### TO DO
Please reproduce all entries word for word and omit their pictures.

*** Opening of DATA LISTING ***

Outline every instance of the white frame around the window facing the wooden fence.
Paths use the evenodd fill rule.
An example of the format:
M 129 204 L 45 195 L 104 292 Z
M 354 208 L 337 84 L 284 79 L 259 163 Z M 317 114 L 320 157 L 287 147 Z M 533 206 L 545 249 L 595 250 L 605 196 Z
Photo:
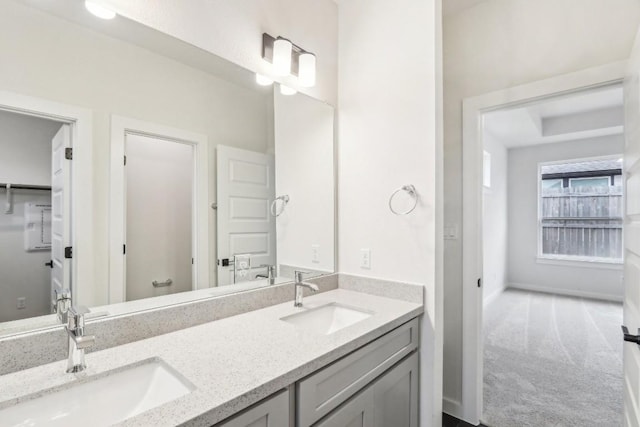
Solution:
M 620 258 L 608 258 L 608 257 L 590 257 L 590 256 L 581 256 L 581 255 L 556 255 L 556 254 L 544 254 L 542 252 L 542 168 L 544 166 L 549 165 L 558 165 L 558 164 L 567 164 L 567 163 L 580 163 L 580 162 L 589 162 L 589 161 L 598 161 L 598 160 L 619 160 L 622 158 L 622 154 L 617 155 L 606 155 L 606 156 L 594 156 L 594 157 L 582 157 L 575 159 L 564 159 L 564 160 L 555 160 L 555 161 L 543 161 L 538 162 L 538 175 L 537 175 L 537 209 L 538 209 L 538 218 L 537 218 L 537 262 L 540 264 L 557 264 L 557 265 L 573 265 L 573 266 L 582 266 L 582 267 L 598 267 L 598 266 L 620 266 L 624 263 L 624 250 L 622 251 L 622 256 Z M 625 212 L 625 195 L 626 195 L 626 180 L 624 179 L 625 170 L 624 170 L 624 162 L 621 165 L 622 169 L 622 207 L 621 210 L 623 212 L 623 227 L 624 227 L 624 212 Z M 606 175 L 602 176 L 594 176 L 593 178 L 609 178 Z M 591 178 L 591 177 L 589 177 Z M 580 178 L 569 178 L 571 179 L 580 179 Z M 569 181 L 570 183 L 570 181 Z M 570 184 L 569 184 L 570 185 Z M 611 185 L 611 183 L 609 184 Z M 624 228 L 622 233 L 622 248 L 624 248 Z M 614 267 L 615 268 L 615 267 Z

*** Close of DATA LISTING ***

### WORKED SOLUTION
Outline every instance of the white frame around the window facing the wooden fence.
Paths use the evenodd fill rule.
An example of the format:
M 129 204 L 45 195 L 104 292 Z
M 354 208 L 337 84 L 284 79 L 259 163 Z M 317 114 L 320 157 L 287 147 Z M 533 206 L 545 249 L 595 250 L 605 196 Z
Photo:
Solution:
M 620 258 L 608 258 L 608 257 L 590 257 L 590 256 L 581 256 L 581 255 L 556 255 L 556 254 L 544 254 L 542 252 L 542 168 L 544 166 L 549 165 L 558 165 L 558 164 L 567 164 L 567 163 L 580 163 L 580 162 L 589 162 L 589 161 L 598 161 L 598 160 L 619 160 L 622 158 L 622 154 L 617 155 L 606 155 L 606 156 L 594 156 L 594 157 L 582 157 L 575 159 L 564 159 L 564 160 L 555 160 L 555 161 L 543 161 L 538 162 L 538 175 L 537 175 L 537 209 L 538 209 L 538 218 L 537 218 L 537 262 L 540 264 L 557 264 L 557 265 L 573 265 L 573 266 L 582 266 L 582 267 L 598 267 L 598 266 L 620 266 L 624 263 L 624 250 L 622 251 L 622 256 Z M 625 212 L 625 195 L 626 195 L 626 180 L 624 179 L 625 170 L 624 170 L 624 162 L 621 165 L 622 169 L 622 207 L 621 210 L 623 212 L 623 227 L 624 227 L 624 212 Z M 606 175 L 602 176 L 594 176 L 593 178 L 609 178 Z M 591 178 L 591 177 L 589 177 Z M 580 178 L 569 178 L 571 179 L 580 179 Z M 569 181 L 570 183 L 570 181 Z M 570 184 L 569 184 L 570 185 Z M 611 185 L 611 183 L 609 184 Z M 624 228 L 622 233 L 622 248 L 624 248 Z M 614 267 L 615 268 L 615 267 Z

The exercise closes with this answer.